▸ WHAT IS BEING ASKED: Set down word for word the part of the essay on architectural photography below that opens with the words "Exposed life: capturing" and closes with "through his lens.".

▸ SELECTED EXTRACT:
In terms of providing a reality through rendered image like, a Shulman’s The Stahl House, Case Study House #22 might bring a controversial over whether it is a realism or a fiction. However, what exposes a reality of human is the photograph which captured the decisive moment and be documented as a documentary or a snapshot. Inserting people on the architectural photography blurs a border line between the realism, snapshots and setup rendered image, in another word, it blurs a border between a documentary and a fiction. An appearance of man renders another perspective to architectural space and its atmosphere. Man’s motion, man’s action and man’s visual line brings another will to the photograph. Man’s appearance itself indicates the presence of will. There happens to be another story whilst architecture itself seems to have one immovable story.
If the rendered architectural photography with man’s presence is considered to be a wind on the stage (architecture), it can be argued as man in the living picture. Shulman’s rendered models in a classical pose seemed to have a link to a relief of mural paintings. “Photography is a form of non-verbal communication.” Brian Reynolds COM 101: Principles of Communication, he explains that non-verbal cues are extremely influential and make up for a large amount of the perceived meaning in communicating. Reynolds states that nonverbal by means of using nonverbal cues has a huge role in communicating emotions.
An empty architectural photograph would not speak anything. It does not belong to a meaningful photograph or a successful photograph without a presence of real life. It is true that photography won’t bring readers a whole set of language what one wished to say. A photographic image becomes a communicative language when it comes with a package of visual + verbal. Today, architectural photography is losing an aesthetic of its functionality as non-verbal communicative medium. Or a challenge between architects, photographer and their photography has lost its primitive role as architectural photography whereas Shulman was demonstrating a life of California through his photographs. More importantly, Shulman made the images of integral coexisting of landscape and natural elements in order to accentuate the building drama and its purpose.
Shulman commented in his letter to an editor of Los Angels chapter of the American Institute of Architects in a response of pictures of recent award programme that," I observed the current issue and there was not one person in any of those photographs." and he adds " I thought architecture was for the people".
Exposed life: capturing a raw relationship with architecture and human habitation
While Shulman was establishing his way of approaching to a relationship between people and architecture, William Klein was pursuing another vision towards the relationship between places and people through his lens.
“I used photography to see what I could do to shake up representational, realistic photography because there was no real experimentation in that area like what was happing in the other art”.
Klein is known for his no taboos photographic technique of grain, contrast, blur, decomposition, accidents, "whatever happens." Klein was not intentionally shooting architecture or people itself in the city of New York, however, Klein's work on NEW YORK represents a real condition of the relationship between places and people. (236-237, A monster Third Avenue Elevated subway station) Klein comments " The El, an achievement when built, had become a headache and eyesore. Within more or less liveable Manhattan it was torn down. It's still up, however, in Harlem, the Bronx, Brooklyn and Queens." William Klein represents a local habitants in a city and he portrays the irrelevant moments which extracts the mystery of the city as a series of vibrant moments, "it was more like, a slap in the face. Hamilton argues that Klein's NEW YORK is not an ordinary travel picture book which shows a colour those who wanted to see the city in all its glory."54 In fact, NEW YORK was only published in France and it was never published in the States until 1995.

▸ DATA SECTION:
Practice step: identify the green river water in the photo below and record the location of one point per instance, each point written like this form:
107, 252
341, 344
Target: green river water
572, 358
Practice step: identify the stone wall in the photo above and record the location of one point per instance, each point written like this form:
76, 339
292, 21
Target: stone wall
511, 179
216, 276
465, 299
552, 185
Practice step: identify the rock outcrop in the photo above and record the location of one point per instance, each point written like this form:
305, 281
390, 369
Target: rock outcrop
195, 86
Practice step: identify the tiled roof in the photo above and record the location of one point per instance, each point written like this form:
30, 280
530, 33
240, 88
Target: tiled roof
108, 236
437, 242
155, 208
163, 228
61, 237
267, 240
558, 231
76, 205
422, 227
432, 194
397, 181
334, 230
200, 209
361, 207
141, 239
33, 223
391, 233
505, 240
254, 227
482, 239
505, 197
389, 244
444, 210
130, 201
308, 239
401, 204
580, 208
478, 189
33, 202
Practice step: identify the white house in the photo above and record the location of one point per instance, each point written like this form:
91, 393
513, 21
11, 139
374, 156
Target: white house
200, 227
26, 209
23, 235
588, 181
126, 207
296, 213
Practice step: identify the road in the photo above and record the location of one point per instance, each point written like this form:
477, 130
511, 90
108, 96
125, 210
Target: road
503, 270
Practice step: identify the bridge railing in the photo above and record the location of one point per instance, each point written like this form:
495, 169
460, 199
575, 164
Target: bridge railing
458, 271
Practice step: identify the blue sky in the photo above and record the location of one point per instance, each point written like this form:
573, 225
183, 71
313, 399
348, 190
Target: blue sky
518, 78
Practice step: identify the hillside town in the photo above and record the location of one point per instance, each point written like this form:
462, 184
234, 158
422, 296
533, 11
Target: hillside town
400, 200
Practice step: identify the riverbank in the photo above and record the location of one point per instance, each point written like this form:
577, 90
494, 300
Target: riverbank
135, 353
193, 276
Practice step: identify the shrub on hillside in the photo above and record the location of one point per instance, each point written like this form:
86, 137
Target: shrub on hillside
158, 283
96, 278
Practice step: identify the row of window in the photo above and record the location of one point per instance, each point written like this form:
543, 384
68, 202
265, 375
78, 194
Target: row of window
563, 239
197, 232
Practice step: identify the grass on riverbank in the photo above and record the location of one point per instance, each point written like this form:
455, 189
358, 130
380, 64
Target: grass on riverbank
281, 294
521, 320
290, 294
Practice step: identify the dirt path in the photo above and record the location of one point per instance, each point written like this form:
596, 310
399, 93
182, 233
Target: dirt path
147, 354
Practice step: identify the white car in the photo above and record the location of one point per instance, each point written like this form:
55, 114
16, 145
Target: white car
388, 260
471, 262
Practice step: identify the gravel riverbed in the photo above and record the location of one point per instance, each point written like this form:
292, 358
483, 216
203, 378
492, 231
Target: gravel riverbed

▸ WORKED SOLUTION:
Exposed life: capturing a raw relationship with architecture and human habitation
While Shulman was establishing his way of approaching to a relationship between people and architecture, William Klein was pursuing another vision towards the relationship between places and people through his lens.